_Requirement_
Return the whole of the data exactly.

_Source data_

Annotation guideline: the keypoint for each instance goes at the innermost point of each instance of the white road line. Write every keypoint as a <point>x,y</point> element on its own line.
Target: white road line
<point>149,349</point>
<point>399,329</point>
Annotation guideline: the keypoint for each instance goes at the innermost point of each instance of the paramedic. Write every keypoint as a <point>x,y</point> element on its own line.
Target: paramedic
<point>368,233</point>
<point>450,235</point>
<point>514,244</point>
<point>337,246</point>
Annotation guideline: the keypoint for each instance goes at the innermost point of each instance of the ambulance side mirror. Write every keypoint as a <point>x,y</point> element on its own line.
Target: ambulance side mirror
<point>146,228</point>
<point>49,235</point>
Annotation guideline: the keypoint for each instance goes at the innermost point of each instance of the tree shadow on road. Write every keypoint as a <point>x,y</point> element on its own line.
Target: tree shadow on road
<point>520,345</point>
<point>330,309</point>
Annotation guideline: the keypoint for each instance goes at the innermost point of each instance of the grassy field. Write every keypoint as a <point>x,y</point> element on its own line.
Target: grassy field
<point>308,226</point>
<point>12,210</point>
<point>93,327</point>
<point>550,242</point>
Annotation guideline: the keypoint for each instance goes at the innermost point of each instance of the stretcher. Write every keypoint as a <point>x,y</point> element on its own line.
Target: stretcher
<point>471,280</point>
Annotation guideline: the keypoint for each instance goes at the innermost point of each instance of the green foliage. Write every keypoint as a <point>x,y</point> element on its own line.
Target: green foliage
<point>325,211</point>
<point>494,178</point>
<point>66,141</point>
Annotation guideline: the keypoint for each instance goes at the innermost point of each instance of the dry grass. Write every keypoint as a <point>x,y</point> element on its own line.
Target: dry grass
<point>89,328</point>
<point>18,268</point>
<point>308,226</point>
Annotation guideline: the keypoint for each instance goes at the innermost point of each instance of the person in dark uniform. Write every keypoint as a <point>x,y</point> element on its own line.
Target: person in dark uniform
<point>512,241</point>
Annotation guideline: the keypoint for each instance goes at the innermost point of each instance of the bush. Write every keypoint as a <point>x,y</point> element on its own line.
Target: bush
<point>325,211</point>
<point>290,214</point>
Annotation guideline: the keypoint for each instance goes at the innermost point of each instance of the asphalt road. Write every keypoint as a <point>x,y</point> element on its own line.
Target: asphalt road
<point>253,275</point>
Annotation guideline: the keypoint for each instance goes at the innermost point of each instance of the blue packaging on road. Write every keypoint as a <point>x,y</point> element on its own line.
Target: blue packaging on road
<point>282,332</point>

_Written response_
Annotation guideline: the keypoint for each instance goes at the innermost point of each instance of the white road line. Write every keypoint as a <point>x,y</point> element on its own line.
Target: white road line
<point>149,349</point>
<point>399,329</point>
Annotation guideline: the keypoint for each instance goes at the innermost point of each instance of the paramedic. Write every keypoint as a <point>x,y</point> element on its own line.
Target: paramedic
<point>368,233</point>
<point>450,235</point>
<point>514,244</point>
<point>337,246</point>
Annotation guideline: the keypoint for each instance goes at the innermost point of each instance of the ambulance side mirror. Write every keypoint as a <point>x,y</point> element on its own line.
Target: ambulance side mirror
<point>146,228</point>
<point>49,235</point>
Annotation guideline: the keypoint for each instance goes at the innermost point of each instance of the tree shadow on road. Write every keypoint as a <point>x,y</point> element on its own line.
Target: tree shadow on road
<point>520,345</point>
<point>330,309</point>
Annotation guideline: the keypoint for each instance goes at the innermost point of each instance of the grassy field. Write every keypoint as a <point>x,y</point> element on its own line.
Target: grassy field
<point>308,226</point>
<point>12,210</point>
<point>93,327</point>
<point>550,242</point>
Annotation guideline: the keypoint for each instance goes at the innermost point of each instance of the stretcher. Write every keypoint as a <point>x,y</point> element on its own line.
Target: stretcher
<point>471,280</point>
Annotation guideline: the keypoint for each instance goes at the innermost point of each instance of the green foliage. Write every keypoint as a <point>x,y</point> element on its own line.
Target: green foliage
<point>325,211</point>
<point>494,178</point>
<point>66,141</point>
Annotation guideline: the keypoint for each instance goes at the innermost point of each instance of the dry grass. Write every keypoint as a <point>x,y</point> element on its own line.
Target: dry grass
<point>89,328</point>
<point>18,268</point>
<point>308,226</point>
Annotation guideline: the keypoint for each instance goes at the innermost point of each instance of the person in dark uniform. Write every keypoint as a <point>x,y</point> element on its own line.
Target: person in dark uniform
<point>512,241</point>
Annotation guideline: the keypoint for each instance goes at the innermost point of each instance of the bush. Write every keypoint as a <point>x,y</point> element on its own line.
Target: bush
<point>325,211</point>
<point>290,214</point>
Annotation guideline: the keypoint for each instance goes at the innermost point of each instance of the asphalt road. Write every keypoint as a <point>x,y</point> element on its own line.
Target: asphalt road
<point>253,275</point>
Annotation guideline: the keypoint for each instance goes at the innermost point of each instance of the blue packaging on road. Write every keypoint as a <point>x,y</point> element on its own line.
Target: blue packaging on road
<point>282,332</point>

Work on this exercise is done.